§ TEXT SEGMENT

_____

Panel votes to expand eligibility for medical marijuana

HARTFORD — Opponents of the state’s four-year-old medical marijuana program nearly derailed new regulations aimed at adding patients to the program on Tuesday, but after removing one of seven new ailments, they fell short of the outright rejection the expansion.

The 8-5 vote, however, means that patients with Sickle Cell disease, failed back surgery, severe psoriasis, Amyotrophic lateral sclerosis, ulcerative colitis and complex regional pain syndrome are now eligible for obtaining two-and-a-half ounces of medical marijuana per month from the one of the state’s six dispensaries.

Sen. Kevin D. Witkos, R-Canton, was the swing vote in adopting the new regulations, after he sided with lawmakers who succeeded in removing Fabry disease, a rare genetic disorder that causes pain in extremities and kidney failure. A move to cut another ailment failed 6-7.

_____

§ PROVIDED MATERIAL
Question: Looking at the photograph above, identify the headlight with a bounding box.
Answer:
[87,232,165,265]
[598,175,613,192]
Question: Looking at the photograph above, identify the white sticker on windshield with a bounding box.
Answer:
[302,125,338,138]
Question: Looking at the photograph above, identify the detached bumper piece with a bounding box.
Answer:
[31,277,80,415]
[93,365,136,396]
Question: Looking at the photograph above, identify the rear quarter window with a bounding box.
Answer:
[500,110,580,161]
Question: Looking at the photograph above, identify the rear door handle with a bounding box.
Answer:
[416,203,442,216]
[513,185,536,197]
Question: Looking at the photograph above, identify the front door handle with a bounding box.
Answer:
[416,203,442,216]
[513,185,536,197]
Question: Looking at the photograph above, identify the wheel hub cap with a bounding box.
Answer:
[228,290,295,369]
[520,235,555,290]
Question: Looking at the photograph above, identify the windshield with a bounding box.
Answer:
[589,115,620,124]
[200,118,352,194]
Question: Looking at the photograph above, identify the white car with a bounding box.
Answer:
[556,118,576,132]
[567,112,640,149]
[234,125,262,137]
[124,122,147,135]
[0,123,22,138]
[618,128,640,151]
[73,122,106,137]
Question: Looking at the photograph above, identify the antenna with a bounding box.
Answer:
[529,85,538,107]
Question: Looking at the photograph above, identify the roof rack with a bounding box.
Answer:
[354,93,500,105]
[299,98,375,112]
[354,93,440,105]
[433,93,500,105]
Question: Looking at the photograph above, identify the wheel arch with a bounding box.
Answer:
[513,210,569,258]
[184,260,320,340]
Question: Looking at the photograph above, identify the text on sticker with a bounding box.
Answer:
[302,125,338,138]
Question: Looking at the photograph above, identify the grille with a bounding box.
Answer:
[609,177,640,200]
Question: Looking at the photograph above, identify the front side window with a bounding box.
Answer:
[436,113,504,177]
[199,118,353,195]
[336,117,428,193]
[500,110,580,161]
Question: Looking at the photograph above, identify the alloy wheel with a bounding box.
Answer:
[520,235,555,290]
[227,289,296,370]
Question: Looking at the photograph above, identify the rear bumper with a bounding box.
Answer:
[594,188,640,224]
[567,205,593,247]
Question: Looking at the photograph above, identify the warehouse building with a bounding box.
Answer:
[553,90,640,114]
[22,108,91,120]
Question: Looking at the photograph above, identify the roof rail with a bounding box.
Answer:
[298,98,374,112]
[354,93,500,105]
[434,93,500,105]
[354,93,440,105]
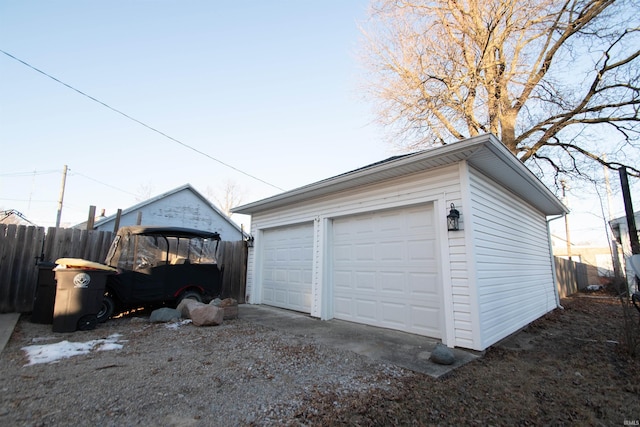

_____

§ PROMPT
Extend the article on the panel's medical marijuana eligibility vote, starting after the sentence that ends "A move to cut another ailment failed 6-7." The records are separate from the article on the medical marijuana eligibility vote.

§ ANSWER TO THIS EXERCISE
The committee vote, which needs no further legislative action, culminated a 90-minute hand-wringing meeting in which Rep. Tom O’Dea led opposition of the ailment expansion, charging that since there are only five members on the Board of Physicians, which recommended the new afflictions to Consumer Protection Commissioner Jonathan Harris, the panel fails because it does not have to eight members planned in the state’s landmark 2012 enabling legislation.